= Exercise details =
Starting at the first line of the records below, transcribe each line exactly, ending with the line that contains "# test: point on every instance of the green grass".

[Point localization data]
▼▼▼
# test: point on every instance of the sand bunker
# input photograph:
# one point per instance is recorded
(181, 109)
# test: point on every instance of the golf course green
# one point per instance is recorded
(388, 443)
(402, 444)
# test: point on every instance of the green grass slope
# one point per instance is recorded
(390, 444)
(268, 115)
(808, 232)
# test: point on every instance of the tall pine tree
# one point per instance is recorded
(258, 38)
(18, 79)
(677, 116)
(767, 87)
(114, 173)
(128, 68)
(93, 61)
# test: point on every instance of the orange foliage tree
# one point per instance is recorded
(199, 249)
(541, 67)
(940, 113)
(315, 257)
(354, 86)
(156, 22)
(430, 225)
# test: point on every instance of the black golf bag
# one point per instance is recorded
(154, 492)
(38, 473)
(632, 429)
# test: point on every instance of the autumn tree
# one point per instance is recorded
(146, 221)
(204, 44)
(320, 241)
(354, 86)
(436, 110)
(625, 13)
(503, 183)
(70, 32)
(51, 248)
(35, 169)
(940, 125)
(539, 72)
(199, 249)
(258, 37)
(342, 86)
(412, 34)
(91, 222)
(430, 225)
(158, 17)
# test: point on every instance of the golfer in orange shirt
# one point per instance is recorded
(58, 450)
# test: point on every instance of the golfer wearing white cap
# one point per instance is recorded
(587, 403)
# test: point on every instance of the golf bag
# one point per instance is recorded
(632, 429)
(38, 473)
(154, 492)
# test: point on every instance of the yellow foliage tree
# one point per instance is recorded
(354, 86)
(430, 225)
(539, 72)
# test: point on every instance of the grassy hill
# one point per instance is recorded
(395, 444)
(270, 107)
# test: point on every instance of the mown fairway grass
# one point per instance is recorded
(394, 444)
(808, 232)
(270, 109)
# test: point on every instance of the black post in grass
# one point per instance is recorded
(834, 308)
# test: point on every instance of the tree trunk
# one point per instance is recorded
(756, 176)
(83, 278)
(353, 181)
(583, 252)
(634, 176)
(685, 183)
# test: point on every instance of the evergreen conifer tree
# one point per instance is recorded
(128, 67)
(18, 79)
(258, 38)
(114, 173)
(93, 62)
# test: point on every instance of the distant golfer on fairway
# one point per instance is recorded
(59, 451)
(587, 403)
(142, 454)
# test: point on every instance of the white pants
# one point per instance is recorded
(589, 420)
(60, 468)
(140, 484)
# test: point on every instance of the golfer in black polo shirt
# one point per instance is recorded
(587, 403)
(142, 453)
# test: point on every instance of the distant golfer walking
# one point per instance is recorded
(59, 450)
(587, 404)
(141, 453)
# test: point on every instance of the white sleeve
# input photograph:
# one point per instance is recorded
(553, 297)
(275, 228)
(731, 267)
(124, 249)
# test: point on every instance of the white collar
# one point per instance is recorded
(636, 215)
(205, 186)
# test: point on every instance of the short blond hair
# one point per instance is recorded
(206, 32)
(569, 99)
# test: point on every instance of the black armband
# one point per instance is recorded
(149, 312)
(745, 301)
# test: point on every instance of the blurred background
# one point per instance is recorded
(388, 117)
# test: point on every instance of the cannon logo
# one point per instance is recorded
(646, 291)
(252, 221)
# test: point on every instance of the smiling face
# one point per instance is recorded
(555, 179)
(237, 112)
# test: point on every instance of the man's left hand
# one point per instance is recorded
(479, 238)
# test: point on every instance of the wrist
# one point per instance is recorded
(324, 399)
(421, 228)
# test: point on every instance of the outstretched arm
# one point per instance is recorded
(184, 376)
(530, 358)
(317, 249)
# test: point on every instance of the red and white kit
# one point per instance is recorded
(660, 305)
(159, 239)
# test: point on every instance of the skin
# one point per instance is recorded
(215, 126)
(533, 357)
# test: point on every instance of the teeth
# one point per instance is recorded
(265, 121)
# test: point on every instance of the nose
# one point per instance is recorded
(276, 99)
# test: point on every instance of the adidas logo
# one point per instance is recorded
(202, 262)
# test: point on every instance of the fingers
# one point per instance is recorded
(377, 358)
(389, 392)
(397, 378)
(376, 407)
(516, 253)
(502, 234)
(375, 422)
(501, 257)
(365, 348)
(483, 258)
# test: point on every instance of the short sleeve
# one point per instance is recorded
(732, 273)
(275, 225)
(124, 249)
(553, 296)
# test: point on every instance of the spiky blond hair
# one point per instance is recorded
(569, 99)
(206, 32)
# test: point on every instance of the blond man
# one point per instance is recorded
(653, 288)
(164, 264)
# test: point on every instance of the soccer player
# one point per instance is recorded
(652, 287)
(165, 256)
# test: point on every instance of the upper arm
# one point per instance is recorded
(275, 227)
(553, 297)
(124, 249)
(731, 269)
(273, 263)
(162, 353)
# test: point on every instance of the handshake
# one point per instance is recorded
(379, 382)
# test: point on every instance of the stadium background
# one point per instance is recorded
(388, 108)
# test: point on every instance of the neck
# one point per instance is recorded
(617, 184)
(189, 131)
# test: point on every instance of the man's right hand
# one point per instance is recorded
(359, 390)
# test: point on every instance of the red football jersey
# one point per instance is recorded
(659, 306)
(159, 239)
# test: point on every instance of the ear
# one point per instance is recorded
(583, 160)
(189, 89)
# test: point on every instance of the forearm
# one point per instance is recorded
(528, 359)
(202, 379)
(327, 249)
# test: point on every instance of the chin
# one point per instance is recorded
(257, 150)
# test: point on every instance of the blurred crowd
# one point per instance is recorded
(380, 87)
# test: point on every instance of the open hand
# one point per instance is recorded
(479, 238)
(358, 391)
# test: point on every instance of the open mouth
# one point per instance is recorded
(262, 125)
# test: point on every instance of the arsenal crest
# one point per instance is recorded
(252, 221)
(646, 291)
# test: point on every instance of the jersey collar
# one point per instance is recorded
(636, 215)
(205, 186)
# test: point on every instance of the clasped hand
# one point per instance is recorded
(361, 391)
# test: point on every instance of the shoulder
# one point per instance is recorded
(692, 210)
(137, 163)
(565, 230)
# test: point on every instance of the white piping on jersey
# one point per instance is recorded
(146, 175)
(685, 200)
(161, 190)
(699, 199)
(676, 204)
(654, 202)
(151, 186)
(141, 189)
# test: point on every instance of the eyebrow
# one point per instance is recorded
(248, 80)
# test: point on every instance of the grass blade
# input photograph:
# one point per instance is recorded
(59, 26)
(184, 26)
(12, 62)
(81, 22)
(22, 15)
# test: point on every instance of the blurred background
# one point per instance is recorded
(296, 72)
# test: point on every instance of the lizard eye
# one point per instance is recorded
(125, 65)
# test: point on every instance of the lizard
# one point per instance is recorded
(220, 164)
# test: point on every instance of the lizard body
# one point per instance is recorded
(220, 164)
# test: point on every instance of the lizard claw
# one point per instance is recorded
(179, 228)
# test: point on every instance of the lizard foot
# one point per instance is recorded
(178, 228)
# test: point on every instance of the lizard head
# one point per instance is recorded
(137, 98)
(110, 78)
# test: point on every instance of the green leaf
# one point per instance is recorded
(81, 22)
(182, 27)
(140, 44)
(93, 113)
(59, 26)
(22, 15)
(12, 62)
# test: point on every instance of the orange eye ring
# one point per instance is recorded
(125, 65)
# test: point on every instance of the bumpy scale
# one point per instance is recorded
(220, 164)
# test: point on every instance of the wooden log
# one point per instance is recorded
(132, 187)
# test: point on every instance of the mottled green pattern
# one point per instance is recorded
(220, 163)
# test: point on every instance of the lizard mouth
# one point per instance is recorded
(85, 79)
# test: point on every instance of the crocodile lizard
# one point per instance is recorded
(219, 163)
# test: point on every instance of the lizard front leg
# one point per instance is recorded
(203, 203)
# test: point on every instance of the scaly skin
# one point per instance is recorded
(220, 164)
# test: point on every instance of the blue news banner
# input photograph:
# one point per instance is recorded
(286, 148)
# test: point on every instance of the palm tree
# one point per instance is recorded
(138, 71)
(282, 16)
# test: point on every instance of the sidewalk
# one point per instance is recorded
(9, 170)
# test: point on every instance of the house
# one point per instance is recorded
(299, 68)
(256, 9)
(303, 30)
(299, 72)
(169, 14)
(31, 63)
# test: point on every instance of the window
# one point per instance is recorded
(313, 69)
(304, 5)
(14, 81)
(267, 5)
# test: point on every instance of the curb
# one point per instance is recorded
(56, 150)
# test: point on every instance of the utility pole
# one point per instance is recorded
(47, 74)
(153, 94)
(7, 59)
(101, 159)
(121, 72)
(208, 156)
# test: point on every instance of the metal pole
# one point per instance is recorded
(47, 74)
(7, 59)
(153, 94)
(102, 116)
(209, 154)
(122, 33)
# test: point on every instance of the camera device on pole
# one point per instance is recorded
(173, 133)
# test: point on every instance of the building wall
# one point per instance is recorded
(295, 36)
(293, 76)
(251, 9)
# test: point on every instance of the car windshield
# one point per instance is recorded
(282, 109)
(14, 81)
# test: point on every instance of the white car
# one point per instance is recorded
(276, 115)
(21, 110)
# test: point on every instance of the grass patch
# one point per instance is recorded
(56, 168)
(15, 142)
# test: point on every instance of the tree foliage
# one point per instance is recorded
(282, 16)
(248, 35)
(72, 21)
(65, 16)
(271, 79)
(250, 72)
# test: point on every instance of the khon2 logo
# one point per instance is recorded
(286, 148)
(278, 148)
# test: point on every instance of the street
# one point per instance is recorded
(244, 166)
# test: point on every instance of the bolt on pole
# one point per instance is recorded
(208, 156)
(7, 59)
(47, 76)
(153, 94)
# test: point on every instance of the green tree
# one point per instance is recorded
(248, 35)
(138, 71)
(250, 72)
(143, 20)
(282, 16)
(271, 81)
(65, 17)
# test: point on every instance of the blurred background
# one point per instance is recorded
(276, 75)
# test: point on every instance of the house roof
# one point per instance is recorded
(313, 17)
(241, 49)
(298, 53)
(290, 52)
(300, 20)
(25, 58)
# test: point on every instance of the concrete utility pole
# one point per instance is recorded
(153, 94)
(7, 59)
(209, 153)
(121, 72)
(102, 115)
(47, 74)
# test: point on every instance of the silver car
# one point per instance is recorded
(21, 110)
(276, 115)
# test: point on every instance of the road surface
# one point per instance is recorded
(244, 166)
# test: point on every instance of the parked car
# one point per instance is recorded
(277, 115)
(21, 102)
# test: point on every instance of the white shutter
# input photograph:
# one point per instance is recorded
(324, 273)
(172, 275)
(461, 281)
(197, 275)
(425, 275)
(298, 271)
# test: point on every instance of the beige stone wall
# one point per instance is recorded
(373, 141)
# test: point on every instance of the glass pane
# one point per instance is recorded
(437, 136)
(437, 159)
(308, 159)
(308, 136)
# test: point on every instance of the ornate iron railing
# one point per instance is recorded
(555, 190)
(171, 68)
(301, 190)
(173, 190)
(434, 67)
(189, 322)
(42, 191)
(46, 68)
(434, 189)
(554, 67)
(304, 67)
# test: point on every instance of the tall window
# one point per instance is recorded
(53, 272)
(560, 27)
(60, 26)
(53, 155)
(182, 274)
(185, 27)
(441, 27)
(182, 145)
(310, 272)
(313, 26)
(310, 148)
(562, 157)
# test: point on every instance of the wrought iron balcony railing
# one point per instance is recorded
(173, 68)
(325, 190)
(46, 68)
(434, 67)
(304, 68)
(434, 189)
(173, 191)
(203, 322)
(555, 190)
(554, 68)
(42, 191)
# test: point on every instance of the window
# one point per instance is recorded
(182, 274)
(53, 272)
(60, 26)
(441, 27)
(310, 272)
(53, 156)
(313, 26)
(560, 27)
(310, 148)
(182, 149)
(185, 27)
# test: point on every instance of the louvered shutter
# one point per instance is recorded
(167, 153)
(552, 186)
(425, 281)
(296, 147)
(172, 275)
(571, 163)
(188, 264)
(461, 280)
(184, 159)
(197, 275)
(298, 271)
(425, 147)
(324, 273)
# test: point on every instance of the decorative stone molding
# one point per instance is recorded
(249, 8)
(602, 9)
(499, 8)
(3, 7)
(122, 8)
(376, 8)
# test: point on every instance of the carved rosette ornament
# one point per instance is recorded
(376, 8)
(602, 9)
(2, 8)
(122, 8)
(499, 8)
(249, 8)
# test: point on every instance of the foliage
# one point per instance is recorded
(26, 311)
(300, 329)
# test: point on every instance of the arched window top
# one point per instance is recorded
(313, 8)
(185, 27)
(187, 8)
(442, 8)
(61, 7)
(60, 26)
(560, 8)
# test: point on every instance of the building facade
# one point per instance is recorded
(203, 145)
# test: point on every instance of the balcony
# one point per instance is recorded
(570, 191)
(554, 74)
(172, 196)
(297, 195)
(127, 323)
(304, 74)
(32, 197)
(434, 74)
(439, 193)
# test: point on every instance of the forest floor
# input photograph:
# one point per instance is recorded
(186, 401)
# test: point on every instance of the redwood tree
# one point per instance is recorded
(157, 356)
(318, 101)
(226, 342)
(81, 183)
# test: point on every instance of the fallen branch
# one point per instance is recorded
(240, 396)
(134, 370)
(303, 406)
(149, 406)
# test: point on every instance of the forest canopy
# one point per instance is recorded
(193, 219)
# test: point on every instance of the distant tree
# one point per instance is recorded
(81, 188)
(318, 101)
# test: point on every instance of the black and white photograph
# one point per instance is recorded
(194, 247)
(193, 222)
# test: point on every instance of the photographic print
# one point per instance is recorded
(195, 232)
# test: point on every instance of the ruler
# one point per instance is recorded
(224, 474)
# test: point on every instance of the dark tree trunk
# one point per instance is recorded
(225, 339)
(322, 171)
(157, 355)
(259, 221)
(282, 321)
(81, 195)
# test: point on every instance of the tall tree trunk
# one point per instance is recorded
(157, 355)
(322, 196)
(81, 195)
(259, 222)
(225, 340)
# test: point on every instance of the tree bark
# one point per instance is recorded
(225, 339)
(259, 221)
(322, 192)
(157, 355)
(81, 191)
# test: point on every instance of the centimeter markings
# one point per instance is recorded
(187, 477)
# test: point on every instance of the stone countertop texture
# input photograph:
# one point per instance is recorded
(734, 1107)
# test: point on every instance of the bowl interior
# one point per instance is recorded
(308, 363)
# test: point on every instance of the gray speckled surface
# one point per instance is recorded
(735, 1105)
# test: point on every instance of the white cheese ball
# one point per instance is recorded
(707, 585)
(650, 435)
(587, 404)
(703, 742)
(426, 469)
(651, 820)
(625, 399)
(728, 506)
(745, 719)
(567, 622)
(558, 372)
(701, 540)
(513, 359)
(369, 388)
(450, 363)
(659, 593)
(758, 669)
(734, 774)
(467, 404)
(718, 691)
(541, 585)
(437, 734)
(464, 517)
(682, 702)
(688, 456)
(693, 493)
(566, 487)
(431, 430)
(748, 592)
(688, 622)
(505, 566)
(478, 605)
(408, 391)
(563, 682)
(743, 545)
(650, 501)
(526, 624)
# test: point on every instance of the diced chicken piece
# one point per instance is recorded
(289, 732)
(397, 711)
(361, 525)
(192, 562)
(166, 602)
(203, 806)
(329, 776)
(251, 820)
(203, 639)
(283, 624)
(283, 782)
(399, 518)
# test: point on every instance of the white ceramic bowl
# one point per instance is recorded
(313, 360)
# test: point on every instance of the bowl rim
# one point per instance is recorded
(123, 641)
▲▲▲
= Worked solution =
# test: point on every instance of the sand bunker
# input photograph:
# one point per instance is recorded
(181, 109)
# test: point on every instance of the golf course green
# one point per instance is recorded
(388, 443)
(402, 444)
# test: point on every instance of the green grass slope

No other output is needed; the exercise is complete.